Lines of data:
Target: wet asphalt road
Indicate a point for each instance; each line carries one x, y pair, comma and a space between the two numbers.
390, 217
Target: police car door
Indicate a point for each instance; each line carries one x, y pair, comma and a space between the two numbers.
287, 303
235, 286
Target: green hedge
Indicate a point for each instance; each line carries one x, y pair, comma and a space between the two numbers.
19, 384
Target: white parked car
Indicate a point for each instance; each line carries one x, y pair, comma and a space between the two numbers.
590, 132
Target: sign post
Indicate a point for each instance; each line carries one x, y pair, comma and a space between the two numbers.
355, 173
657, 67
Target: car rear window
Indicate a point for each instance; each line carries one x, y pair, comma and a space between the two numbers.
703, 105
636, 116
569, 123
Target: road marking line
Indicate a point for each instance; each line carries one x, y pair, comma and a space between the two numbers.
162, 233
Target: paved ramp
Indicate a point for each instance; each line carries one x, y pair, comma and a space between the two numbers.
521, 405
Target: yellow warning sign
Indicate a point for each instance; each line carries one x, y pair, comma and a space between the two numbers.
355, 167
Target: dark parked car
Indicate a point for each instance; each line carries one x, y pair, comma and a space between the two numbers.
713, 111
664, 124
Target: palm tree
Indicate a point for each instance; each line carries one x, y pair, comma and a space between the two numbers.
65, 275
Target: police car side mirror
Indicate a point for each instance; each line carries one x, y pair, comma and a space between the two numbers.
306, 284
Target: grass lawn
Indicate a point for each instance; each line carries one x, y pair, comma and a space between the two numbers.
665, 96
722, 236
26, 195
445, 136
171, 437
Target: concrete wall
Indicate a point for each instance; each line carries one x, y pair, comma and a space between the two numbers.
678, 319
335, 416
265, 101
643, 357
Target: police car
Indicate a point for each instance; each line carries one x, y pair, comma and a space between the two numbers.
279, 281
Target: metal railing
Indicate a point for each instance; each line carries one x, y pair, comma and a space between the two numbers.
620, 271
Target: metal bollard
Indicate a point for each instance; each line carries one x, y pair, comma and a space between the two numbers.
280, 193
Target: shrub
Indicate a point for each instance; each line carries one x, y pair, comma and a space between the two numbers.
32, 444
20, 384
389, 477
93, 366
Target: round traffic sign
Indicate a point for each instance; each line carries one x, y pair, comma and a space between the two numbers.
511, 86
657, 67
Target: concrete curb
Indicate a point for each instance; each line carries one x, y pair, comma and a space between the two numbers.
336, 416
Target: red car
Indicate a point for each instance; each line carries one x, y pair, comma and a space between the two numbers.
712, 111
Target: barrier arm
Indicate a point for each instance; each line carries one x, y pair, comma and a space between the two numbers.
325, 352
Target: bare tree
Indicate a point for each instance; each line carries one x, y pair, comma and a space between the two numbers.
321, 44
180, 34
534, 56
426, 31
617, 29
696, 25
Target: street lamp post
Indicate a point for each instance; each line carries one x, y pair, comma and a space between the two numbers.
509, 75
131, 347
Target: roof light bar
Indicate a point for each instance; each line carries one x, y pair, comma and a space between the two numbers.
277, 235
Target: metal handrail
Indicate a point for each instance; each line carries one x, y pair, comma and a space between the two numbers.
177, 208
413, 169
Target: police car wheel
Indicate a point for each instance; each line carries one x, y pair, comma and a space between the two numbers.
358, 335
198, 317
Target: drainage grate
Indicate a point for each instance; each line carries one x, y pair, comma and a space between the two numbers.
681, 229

● SHORT TASK
Lay out every entry above as a numbered list, leaving out the blank lines.

● EXPECTED ANSWER
1. Target: wet asphalt road
2. Indicate a point for each instance; each line carries one x, y pair, comma and a space between the two numbers.
3. 390, 217
4. Target: police car door
5. Indicate a point for each instance; each line carries one x, y pair, comma and a space between the two numbers.
6. 287, 303
7. 235, 286
8. Target: green hedge
9. Indicate a point for each instance; each line carries one x, y pair, comma and a space between the two numbers.
10. 19, 384
11. Target: white parked car
12. Indicate a point for each instance; each line carries one x, y pair, comma and a space between the two numbers.
13. 590, 132
14. Target: sign post
15. Indicate a point for each instance; each line carries one x, y pair, comma and a space between the two numbers.
16. 355, 173
17. 657, 67
18. Target: car rear window
19. Indicate a point for each instance; each line carries one x, y pair, comma and a space between the two numbers.
20. 703, 105
21. 636, 116
22. 569, 123
23. Target: road marking line
24. Indicate a point for each instance; each line carries one x, y pair, comma and a space between the two numbers.
25. 162, 233
26. Target: paved ramp
27. Indicate a point for each instance; each line carries one x, y pair, comma and a space between the two numbers.
28. 521, 405
29. Target: yellow warning sign
30. Indicate a point for each instance; each line carries one x, y pair, comma and a space between the two numbers.
31. 355, 167
32. Target: dark parked car
33. Indicate a point for each instance; each line carries one x, y pair, comma and a space between the two numbers.
34. 713, 111
35. 664, 124
36. Target: palm tree
37. Indicate a point for each instance; each line carries one x, y pair, comma and a space between the two numbers.
38. 65, 275
39. Target: police car side mirror
40. Indicate a point for each instance; each line carries one x, y pair, comma and a space between the two numbers.
41. 306, 284
42. Target: grass lawn
43. Indicate a point for each instance; each line carries one x, y pair, comma and a space between the two numbers.
44. 665, 96
45. 722, 236
46. 26, 195
47. 445, 136
48. 171, 437
49. Target: concrete wall
50. Indicate a point for each instance; each line carries one x, y pair, comma and a space between the two numbers.
51. 678, 319
52. 335, 416
53. 265, 101
54. 643, 357
55. Target: police car
56. Indicate a point for each instance; each line carries one x, y pair, comma and a space between the two numbers.
57. 279, 281
58. Target: metal railing
59. Indicate a point for each instance; each line carries one x, y pair, comma and a space between the two numbers.
60. 620, 271
61. Target: metal bollard
62. Indicate a point for each instance; each line carries one x, y pair, comma and a space between the two numbers.
63. 280, 193
64. Target: shrub
65. Indicate a point for each instance; each line carries one x, y pair, comma and a space between the two numbers.
66. 32, 444
67. 20, 384
68. 389, 477
69. 93, 366
70. Target: round traffic sign
71. Indicate a point for each instance; each line carries one x, y pair, comma and a space between the two numbers.
72. 511, 86
73. 657, 67
74. Target: concrete curb
75. Indicate a point for each instance; each line carries one x, y pair, comma and a space between the two numbers.
76. 336, 416
77. Target: red car
78. Indicate a point for each instance; each line carries one x, y pair, comma and a space between the two numbers.
79. 712, 111
80. Target: barrier arm
81. Indicate a point for each instance; each line carries one x, y pair, comma and a space between the two numbers.
82. 325, 352
83. Target: bare tree
84. Indicate a point for each instance; each line carries one x, y pair, comma and a space between the two numbers.
85. 321, 44
86. 180, 34
87. 534, 56
88. 426, 31
89. 617, 29
90. 696, 25
91. Target: street lamp post
92. Indicate a point for each instance; each line carries one x, y pair, comma and a space between the two numbers.
93. 509, 75
94. 131, 347
95. Target: roof light bar
96. Indicate a point for each instance; each line carries one x, y pair, comma and a space between the two numbers.
97. 277, 235
98. Target: metal handrail
99. Indicate a point for each instance; each line carries one x, y pair, comma and a space between the two numbers.
100. 177, 208
101. 413, 169
102. Target: police car wheel
103. Indicate a point for each instance; each line carries one x, y pair, comma and a space between the two numbers.
104. 358, 335
105. 198, 317
106. Target: drainage grate
107. Indicate a point for each instance; each line carries one x, y pair, comma and a space between the two numbers.
108. 681, 229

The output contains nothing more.